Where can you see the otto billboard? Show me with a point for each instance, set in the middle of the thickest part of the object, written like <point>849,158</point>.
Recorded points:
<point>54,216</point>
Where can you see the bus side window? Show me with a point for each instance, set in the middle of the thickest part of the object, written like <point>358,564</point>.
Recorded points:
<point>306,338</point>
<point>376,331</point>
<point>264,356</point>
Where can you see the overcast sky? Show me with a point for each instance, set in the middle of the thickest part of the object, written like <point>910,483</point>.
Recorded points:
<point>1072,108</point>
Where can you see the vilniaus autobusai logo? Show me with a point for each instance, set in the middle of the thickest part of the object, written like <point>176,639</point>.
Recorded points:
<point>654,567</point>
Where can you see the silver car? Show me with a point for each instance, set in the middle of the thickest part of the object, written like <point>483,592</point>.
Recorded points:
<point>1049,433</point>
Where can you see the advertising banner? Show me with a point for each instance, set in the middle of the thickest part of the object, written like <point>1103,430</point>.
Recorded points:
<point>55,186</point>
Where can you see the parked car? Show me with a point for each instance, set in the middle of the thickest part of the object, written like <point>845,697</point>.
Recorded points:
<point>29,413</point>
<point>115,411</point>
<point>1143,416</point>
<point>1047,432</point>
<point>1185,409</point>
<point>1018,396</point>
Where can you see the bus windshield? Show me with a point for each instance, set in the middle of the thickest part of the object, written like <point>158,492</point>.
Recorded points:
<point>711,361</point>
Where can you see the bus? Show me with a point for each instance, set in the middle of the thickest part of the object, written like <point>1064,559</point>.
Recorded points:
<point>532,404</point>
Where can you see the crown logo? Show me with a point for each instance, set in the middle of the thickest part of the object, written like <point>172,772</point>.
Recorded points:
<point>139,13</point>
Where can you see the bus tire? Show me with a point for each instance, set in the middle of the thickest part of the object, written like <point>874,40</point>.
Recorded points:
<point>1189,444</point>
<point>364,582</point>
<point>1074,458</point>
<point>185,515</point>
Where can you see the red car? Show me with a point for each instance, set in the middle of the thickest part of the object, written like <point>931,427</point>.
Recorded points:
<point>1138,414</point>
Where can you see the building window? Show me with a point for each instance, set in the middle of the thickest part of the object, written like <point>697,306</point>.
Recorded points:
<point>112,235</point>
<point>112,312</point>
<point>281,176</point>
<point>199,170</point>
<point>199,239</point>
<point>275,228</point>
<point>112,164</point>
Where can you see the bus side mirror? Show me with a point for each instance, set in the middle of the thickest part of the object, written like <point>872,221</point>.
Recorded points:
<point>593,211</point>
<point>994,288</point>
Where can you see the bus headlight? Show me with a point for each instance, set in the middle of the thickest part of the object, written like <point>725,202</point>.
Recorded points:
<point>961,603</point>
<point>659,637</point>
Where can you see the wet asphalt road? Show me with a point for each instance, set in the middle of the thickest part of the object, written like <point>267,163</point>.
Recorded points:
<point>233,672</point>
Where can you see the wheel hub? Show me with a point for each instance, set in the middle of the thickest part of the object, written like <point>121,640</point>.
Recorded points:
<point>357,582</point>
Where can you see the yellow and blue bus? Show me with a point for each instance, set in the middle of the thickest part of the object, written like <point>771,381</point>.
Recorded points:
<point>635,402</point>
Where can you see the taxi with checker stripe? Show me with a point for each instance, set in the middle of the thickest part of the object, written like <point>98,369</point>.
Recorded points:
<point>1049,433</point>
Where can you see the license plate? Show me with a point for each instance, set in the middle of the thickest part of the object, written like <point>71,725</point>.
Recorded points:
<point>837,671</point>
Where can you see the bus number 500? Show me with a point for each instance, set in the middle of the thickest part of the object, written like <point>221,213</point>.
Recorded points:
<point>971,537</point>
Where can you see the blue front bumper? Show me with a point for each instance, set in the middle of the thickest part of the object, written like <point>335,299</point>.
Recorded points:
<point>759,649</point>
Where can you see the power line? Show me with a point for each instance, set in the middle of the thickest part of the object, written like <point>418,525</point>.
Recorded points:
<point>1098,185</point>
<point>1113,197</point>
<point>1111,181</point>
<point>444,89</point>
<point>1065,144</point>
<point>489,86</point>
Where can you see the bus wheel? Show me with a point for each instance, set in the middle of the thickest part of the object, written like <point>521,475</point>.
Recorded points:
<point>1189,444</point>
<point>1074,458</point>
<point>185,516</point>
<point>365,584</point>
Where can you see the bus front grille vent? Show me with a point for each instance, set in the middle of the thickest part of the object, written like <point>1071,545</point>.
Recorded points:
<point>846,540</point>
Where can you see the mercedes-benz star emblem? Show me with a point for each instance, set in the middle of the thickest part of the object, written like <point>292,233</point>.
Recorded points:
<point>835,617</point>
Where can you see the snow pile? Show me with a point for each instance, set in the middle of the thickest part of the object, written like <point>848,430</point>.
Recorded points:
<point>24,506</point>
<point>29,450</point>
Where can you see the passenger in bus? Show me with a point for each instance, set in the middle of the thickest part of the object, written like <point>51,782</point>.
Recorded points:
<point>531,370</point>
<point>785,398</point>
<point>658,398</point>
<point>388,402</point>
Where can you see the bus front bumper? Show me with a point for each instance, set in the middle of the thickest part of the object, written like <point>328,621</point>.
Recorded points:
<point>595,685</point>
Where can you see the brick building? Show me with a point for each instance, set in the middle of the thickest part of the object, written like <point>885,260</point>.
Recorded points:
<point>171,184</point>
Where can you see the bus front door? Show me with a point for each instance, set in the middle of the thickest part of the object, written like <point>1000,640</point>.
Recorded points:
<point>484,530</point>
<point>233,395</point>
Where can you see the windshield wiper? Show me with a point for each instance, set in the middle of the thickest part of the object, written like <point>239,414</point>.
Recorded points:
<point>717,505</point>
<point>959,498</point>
_ _ _ _
• [Problem description]: Every record, copied exactly, is the expected answer.

• [The answer]:
Where can you see the otto billboard? Show me with a point for each instance, set in the middle of the thickest part of the object, written like <point>849,158</point>.
Recorded points:
<point>54,216</point>
Where can you see the bus side window? Show me with a point for each instance, set in the middle of the thickest part of the object, written like <point>358,564</point>.
Recorded points:
<point>306,338</point>
<point>376,331</point>
<point>264,356</point>
Where can you see the overcast sky? Show me with a point for each instance, set in the middle of the thickest part of the object, written like <point>910,483</point>.
Recorded points:
<point>1072,108</point>
Where can you see the vilniaus autobusai logo? Show me with a point for each instance, set in the middle of the thickest part of the object, written like <point>176,639</point>.
Recorded points:
<point>654,567</point>
Where can you see the silver car? Show me with a point for each instance, set in the middle of the thickest part of the object, written like <point>483,592</point>.
Recorded points:
<point>1049,433</point>
Where can you see the advertising banner? Show me with a point for each instance, set in the middle of the thickest part of the object, written like <point>1103,430</point>.
Recorded points:
<point>55,186</point>
Where can you see the parked car? Show me with a point for each instance, set in the middle of the thickest part of the object, written like <point>845,697</point>.
Recorded points:
<point>29,413</point>
<point>115,411</point>
<point>1143,416</point>
<point>1047,432</point>
<point>1185,409</point>
<point>1018,396</point>
Where can you see the bus windshield? Show me with a point for each instance, set in the middle of the thickest part of the object, written like <point>158,492</point>.
Recorded points:
<point>711,361</point>
Where can you see the bus? Show me with a point for each instance, set in the middle of the thickest part of the object, written like <point>1064,559</point>.
Recorded points:
<point>532,404</point>
Where can you see the crown logo? Show me with a point for each instance, set in the middle of the thickest part of the object, written like <point>172,772</point>.
Recorded points:
<point>139,13</point>
Where can you see the bus tire? Show me with a point for each instance, set in the middle of the thickest part of the object, written like <point>874,40</point>.
Recorded points:
<point>1189,444</point>
<point>364,582</point>
<point>1074,458</point>
<point>185,515</point>
Where can you see the red car? Show me with a point for each instance, set in the middle of the thickest part of the object, written like <point>931,427</point>.
Recorded points:
<point>1138,414</point>
Where can you see the building window? Show me with a point for each instance, set in the middle of the thickest part of the object, written like <point>697,306</point>.
Recorded points:
<point>112,235</point>
<point>112,312</point>
<point>281,176</point>
<point>199,170</point>
<point>199,239</point>
<point>275,228</point>
<point>112,164</point>
Where can you see the bus side mirror? Show me with a point for each instance, set in the middle of the thickest part of the object, written like <point>872,221</point>.
Recorded points:
<point>593,211</point>
<point>994,288</point>
Where can you see the bus headlight? Show me with a point for each instance, set in the middle of the thickest part of the object, written like <point>725,202</point>.
Recorded points:
<point>961,603</point>
<point>659,637</point>
Where can you see the wet asphalt road? Show me with a point for each instance, set in the middle of the thickest part of the object, written like <point>267,163</point>.
Recorded points:
<point>233,672</point>
Where can you see the wheel hub? Show me with a point for each instance, set in the middle of the thickest part of the object, written like <point>121,640</point>.
Recorded points:
<point>357,582</point>
Where can you see the yellow and blue bus? Show me with a point for each instance, set in the middle of the thickest part of the object, written like <point>771,381</point>.
Recorded points:
<point>635,402</point>
Where can you see the taxi with checker stripe? Show me with a point for each instance, set in the middle of the thickest part of the object, written like <point>98,369</point>.
Recorded points:
<point>1049,433</point>
Where can you see the license plate? Show me with a point for each instance, set in the middle of the thickest part of the object, written like <point>71,725</point>.
Recorded points:
<point>837,671</point>
Where can you see the bus number 500? Show me with a point for each instance, set in the middle of the thickest part of the object, written like <point>221,213</point>.
Recorded points:
<point>971,537</point>
Where can you see the blue front bumper? Show me with a point for each instance, set in the middle of the thickest part of the object, written like <point>335,299</point>.
Recorded points:
<point>759,649</point>
Where can you see the power line? Show me with a point for each instance, set in the middle of the thickest part of the object, written like <point>418,525</point>.
Recorded points:
<point>1098,185</point>
<point>1113,197</point>
<point>1111,181</point>
<point>444,89</point>
<point>1065,144</point>
<point>489,86</point>
Where can you see the bus wheel? Show me with a point for each instance, set in the middle of the thickest part of the object, written like <point>521,475</point>.
Recorded points:
<point>1189,444</point>
<point>1074,458</point>
<point>185,516</point>
<point>365,584</point>
Where can you see the bus front grille vent? Show me with a point for each instance, set in the middle of the thickest part of the object, written like <point>1071,545</point>.
Recorded points:
<point>846,540</point>
Where can you see the mercedes-benz star emblem? Show me with a point for each instance, set in the middle of the thickest part of the object, written like <point>292,233</point>.
Recorded points:
<point>835,617</point>
Where can you see the snow pile? Show me with a point for each instance, set in the middle of the thickest part of the object, written like <point>848,430</point>.
Recorded points:
<point>24,506</point>
<point>29,450</point>
Where can you see the passenger in bus? Show me with a point for each instance, set in the middle of the thickest part of the object, written like <point>51,782</point>.
Recorded points:
<point>531,370</point>
<point>785,398</point>
<point>658,398</point>
<point>388,402</point>
Where can you see the bus front bumper? Show me with a point for each instance, set in the middle of the thickest part of the object, written like <point>328,621</point>.
Recorded points:
<point>595,685</point>
Where can you see the brick building? Show me with a point for each instance, set in the middle of the thickest part of the object, written like <point>885,260</point>.
Recorded points:
<point>171,184</point>
Where can you see the bus front door? Show me with a point for each instance, set in the middle of the thickest part of the object, written like <point>1000,640</point>.
Recorded points:
<point>484,530</point>
<point>233,395</point>
Where can you see the windshield wiper? Show me with a point for each instance, set in the middle of the thickest part of the object, written like <point>239,414</point>.
Recorded points:
<point>717,505</point>
<point>959,498</point>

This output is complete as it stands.